Referring expression data
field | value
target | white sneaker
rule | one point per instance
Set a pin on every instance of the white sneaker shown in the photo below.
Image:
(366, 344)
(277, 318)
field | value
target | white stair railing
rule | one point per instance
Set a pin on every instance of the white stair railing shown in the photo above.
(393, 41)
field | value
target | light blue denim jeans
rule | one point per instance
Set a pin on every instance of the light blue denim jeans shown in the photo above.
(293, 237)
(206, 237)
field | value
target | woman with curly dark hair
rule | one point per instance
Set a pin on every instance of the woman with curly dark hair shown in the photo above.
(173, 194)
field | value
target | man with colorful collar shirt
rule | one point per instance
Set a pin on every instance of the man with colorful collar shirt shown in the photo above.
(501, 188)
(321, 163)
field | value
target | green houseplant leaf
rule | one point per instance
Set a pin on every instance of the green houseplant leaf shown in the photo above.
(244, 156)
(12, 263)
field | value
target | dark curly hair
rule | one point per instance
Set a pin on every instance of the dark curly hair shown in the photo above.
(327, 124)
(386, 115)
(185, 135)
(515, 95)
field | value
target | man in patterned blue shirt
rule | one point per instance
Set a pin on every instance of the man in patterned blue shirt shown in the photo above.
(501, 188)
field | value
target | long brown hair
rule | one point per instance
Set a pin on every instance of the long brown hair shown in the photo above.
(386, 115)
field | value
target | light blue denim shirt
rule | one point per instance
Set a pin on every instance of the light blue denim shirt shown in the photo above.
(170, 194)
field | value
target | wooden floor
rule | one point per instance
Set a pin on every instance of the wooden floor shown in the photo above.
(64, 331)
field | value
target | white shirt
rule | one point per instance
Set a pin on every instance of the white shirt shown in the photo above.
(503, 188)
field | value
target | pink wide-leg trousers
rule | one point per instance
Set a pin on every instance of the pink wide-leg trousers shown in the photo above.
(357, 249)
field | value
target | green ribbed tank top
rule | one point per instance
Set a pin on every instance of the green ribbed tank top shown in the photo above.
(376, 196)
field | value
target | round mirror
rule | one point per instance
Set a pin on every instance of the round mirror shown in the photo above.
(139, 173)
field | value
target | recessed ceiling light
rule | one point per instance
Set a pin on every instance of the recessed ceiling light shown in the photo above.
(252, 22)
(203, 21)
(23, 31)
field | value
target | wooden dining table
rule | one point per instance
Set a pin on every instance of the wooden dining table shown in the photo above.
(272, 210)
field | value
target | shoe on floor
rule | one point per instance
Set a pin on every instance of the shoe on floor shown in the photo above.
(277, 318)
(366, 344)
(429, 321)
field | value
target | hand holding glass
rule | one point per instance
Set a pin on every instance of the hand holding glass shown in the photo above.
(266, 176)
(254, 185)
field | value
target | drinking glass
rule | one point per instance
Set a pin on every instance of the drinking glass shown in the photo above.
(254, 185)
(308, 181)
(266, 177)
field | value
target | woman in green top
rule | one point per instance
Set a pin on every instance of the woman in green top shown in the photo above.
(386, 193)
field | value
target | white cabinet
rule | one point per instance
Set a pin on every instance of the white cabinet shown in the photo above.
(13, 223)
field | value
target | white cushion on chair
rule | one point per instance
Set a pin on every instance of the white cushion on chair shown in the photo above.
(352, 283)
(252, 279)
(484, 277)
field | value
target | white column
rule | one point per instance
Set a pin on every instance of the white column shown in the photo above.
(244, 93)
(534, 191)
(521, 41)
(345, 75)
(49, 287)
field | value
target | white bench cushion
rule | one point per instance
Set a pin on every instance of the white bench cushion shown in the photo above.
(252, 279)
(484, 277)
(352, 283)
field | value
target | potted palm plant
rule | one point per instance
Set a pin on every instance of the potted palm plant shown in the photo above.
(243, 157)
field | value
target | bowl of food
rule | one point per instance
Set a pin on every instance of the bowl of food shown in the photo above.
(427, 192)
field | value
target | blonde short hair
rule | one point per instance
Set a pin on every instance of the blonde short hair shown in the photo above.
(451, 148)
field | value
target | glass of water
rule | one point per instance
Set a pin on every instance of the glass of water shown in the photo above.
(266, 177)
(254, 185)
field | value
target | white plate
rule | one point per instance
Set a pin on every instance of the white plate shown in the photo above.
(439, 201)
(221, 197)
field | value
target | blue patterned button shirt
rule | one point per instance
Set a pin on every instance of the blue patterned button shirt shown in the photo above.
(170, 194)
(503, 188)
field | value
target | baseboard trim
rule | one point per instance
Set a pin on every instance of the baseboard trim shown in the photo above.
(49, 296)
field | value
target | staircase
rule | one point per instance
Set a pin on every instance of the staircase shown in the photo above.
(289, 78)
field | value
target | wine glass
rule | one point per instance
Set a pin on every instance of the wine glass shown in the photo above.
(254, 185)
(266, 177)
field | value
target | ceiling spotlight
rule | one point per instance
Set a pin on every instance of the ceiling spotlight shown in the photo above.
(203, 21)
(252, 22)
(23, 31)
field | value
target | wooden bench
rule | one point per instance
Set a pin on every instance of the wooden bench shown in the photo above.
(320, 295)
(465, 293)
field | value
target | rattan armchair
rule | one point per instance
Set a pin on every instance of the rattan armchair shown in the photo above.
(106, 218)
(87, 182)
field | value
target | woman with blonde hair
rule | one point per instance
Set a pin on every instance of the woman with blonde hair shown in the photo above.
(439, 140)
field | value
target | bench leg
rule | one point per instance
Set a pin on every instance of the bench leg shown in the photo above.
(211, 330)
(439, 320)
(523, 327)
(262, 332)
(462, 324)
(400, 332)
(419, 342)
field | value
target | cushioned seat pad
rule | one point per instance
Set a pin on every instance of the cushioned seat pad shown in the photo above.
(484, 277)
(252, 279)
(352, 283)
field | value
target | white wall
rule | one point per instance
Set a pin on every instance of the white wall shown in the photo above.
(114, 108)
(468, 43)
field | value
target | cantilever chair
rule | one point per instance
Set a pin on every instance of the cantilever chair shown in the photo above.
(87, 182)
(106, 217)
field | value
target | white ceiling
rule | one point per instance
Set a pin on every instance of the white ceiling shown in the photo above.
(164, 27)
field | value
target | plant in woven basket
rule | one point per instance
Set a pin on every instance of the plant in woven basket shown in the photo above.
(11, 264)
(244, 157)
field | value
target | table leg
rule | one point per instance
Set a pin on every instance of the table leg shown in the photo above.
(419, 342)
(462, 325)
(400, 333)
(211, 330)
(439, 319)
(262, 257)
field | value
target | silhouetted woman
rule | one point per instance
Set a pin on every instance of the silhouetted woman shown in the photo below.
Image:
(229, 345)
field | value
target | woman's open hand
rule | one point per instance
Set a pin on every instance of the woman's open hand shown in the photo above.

▶ [Task directions]:
Each record shown above must be reproduced exactly.

▶ [Your solution]:
field | value
target | white sneaker
rule | one point per instance
Set a pin on every instance of the white sneaker shown in the photo below.
Image:
(366, 344)
(277, 318)
field | value
target | white stair railing
rule | one point per instance
Set a pin on every instance of the white stair railing shown in the photo above.
(393, 41)
field | value
target | light blue denim jeans
rule | one point per instance
Set a pin on every instance of the light blue denim jeans shown in the photo above.
(293, 237)
(206, 237)
field | value
target | woman with curly dark hair
rule | one point per instance
Set a pin on every instance of the woman with curly dark hair shown in the photo above.
(173, 194)
field | value
target | man with colorful collar shirt
rule | one point per instance
Set a pin on every instance of the man with colorful collar shirt shown in the photo above.
(501, 188)
(321, 163)
field | value
target | green houseplant leaf
rule | one point per instance
Set a pin on every instance of the green houseplant leaf shown in the photo above.
(244, 156)
(12, 263)
field | value
target | dark curly hair
rule | one point per instance
Set a pin on every instance of the dark curly hair shown in the photo above.
(327, 124)
(386, 115)
(185, 135)
(515, 95)
field | value
target | man in patterned blue shirt
rule | one point per instance
Set a pin on every instance of the man in patterned blue shirt shown in the photo above.
(501, 188)
field | value
target | long brown hair
rule | one point per instance
Set a pin on every instance of the long brown hair shown in the photo above.
(386, 115)
field | value
target | light blue denim shirt
rule | one point per instance
Set a pin on every instance of the light blue denim shirt shown in the photo above.
(170, 194)
field | value
target | wooden floor
rule | one point per instance
Set a pin on every instance of the wooden floor shown in the photo above.
(64, 331)
field | value
target | white shirt
rule | one point per instance
Set a pin on every instance of the white shirt shown in the photo above.
(503, 188)
field | value
target | pink wide-leg trousers
rule | one point per instance
Set a pin on every instance of the pink wide-leg trousers shown in the photo above.
(357, 249)
field | value
target | green ribbed tank top
rule | one point per instance
Set a pin on every instance of the green ribbed tank top shown in the photo above.
(376, 196)
field | value
target | round mirror
rule | one point per instance
Set a pin on every instance of the round mirror shown in the photo above.
(139, 173)
field | value
target | recessed ceiling light
rule | one point per instance
Set a pin on every instance of the recessed ceiling light shown in the photo above.
(252, 22)
(203, 21)
(23, 31)
field | value
target | wooden dining table
rule | one point per instance
Set a pin on every instance of the wooden dining table shown in the photo above.
(272, 210)
field | value
target | shoe on floor
rule | one point per instance
Set a pin on every instance of the shoe on floor shown in the photo above.
(277, 318)
(366, 344)
(429, 321)
field | value
target | hand holding glass
rule | one point per instance
Set a pin on every instance of the hand holding glass shown in the photo above.
(266, 176)
(254, 185)
field | value
target | drinking glass
rule | one point per instance
Set a pin on every instance of the drinking glass shown in the photo above.
(254, 185)
(308, 181)
(266, 177)
field | value
target | woman in green top
rule | one point per instance
Set a pin on every instance of the woman in green top shown in the photo above.
(386, 193)
field | value
target | white cabinet
rule | one point per instance
Set a pin on every instance of the white cabinet shown in the photo above.
(13, 223)
field | value
target | white cushion on chair
rule | one point per instance
Set a pin on every instance of the white cushion on chair shown in the photo above.
(352, 283)
(252, 279)
(484, 277)
field | value
target | white column
rule | one point per instance
Set a pin on every instance of the white column shown in the photo above.
(244, 93)
(534, 191)
(521, 41)
(345, 75)
(49, 287)
field | value
target | white bench cushion
rule | one point per instance
Set a pin on every instance of the white bench cushion shown in the photo above.
(252, 279)
(484, 277)
(352, 283)
field | value
target | potted palm plant
rule | one point per instance
Set a pin on every instance of the potted palm plant shown in the photo above.
(243, 157)
field | value
target | bowl of food
rule | one point per instance
Set a pin on every instance of the bowl of food shown in the photo above.
(427, 192)
field | value
target | blonde short hair
rule | one point per instance
Set a pin on every instance of the blonde short hair shown in the photo above.
(451, 148)
field | value
target | glass of water
rule | one point per instance
Set a pin on every instance of the glass of water shown in the photo above.
(266, 177)
(254, 185)
field | value
target | white plate
rule | one point per instance
Set a pin on every instance of the white plate shown in the photo above.
(439, 201)
(221, 197)
field | value
target | blue patterned button shirt
rule | one point per instance
Set a pin on every instance of the blue patterned button shirt shown in the photo above.
(170, 194)
(503, 188)
field | value
target | baseboard trim
rule | one point per instance
Set a pin on every instance of the baseboard trim shown in the photo above.
(49, 296)
field | value
target | staircase
rule | one point per instance
Set a pin on every instance of the staircase shown in the photo above.
(289, 78)
field | value
target | wine glass
rule | one point per instance
Set a pin on every instance of the wine glass shown in the photo above.
(254, 185)
(266, 177)
field | value
target | ceiling spotlight
rule | one point per instance
Set a pin on every instance of the ceiling spotlight shown in the photo above.
(203, 21)
(252, 22)
(23, 31)
field | value
target | wooden bench
rule | one point per instance
Set a pin on every instance of the wooden bench shown in the photo above.
(320, 295)
(465, 293)
field | value
target | rattan armchair
rule | one point per instance
Set a pin on every instance of the rattan armchair shown in the photo above.
(106, 218)
(87, 182)
field | value
target | woman with blonde hair
rule | one point per instance
Set a pin on every instance of the woman with blonde hair shown in the photo above.
(439, 140)
field | value
target | bench leg
rule | one point per instance
Set a pin on every instance of the bench leg shown in the photo above.
(211, 330)
(439, 320)
(523, 327)
(262, 332)
(462, 324)
(400, 332)
(419, 342)
field | value
target | cushioned seat pad
rule | one point per instance
Set a pin on every instance of the cushioned seat pad shown in the photo above.
(484, 277)
(252, 279)
(352, 283)
field | value
target | white wall
rule | one point per instance
Set a pin on every instance of the white wall shown in the photo above.
(114, 108)
(468, 43)
field | value
target | cantilever chair
rule | one point per instance
Set a pin on every instance of the cantilever chair shown in the photo above.
(87, 182)
(106, 217)
field | value
target | white ceiling
rule | one point per instance
Set a pin on every instance of the white ceiling shown in the photo above.
(164, 27)
field | value
target | plant in woven basket
rule | one point per instance
Set a pin on every instance of the plant in woven basket shown in the photo above.
(11, 264)
(244, 157)
field | value
target | table leg
rule | one point per instance
Set a pin on every instance of the table leg shown in the photo above.
(419, 342)
(462, 325)
(400, 333)
(211, 330)
(439, 319)
(262, 257)
field | value
target | silhouetted woman
rule | one point per instance
Set a pin on every instance of the silhouetted woman shown in the photo below.
Image:
(229, 345)
field | value
target | woman's open hand
rule | one point per instance
Set a pin on every instance of the woman's open hand shown in the photo above.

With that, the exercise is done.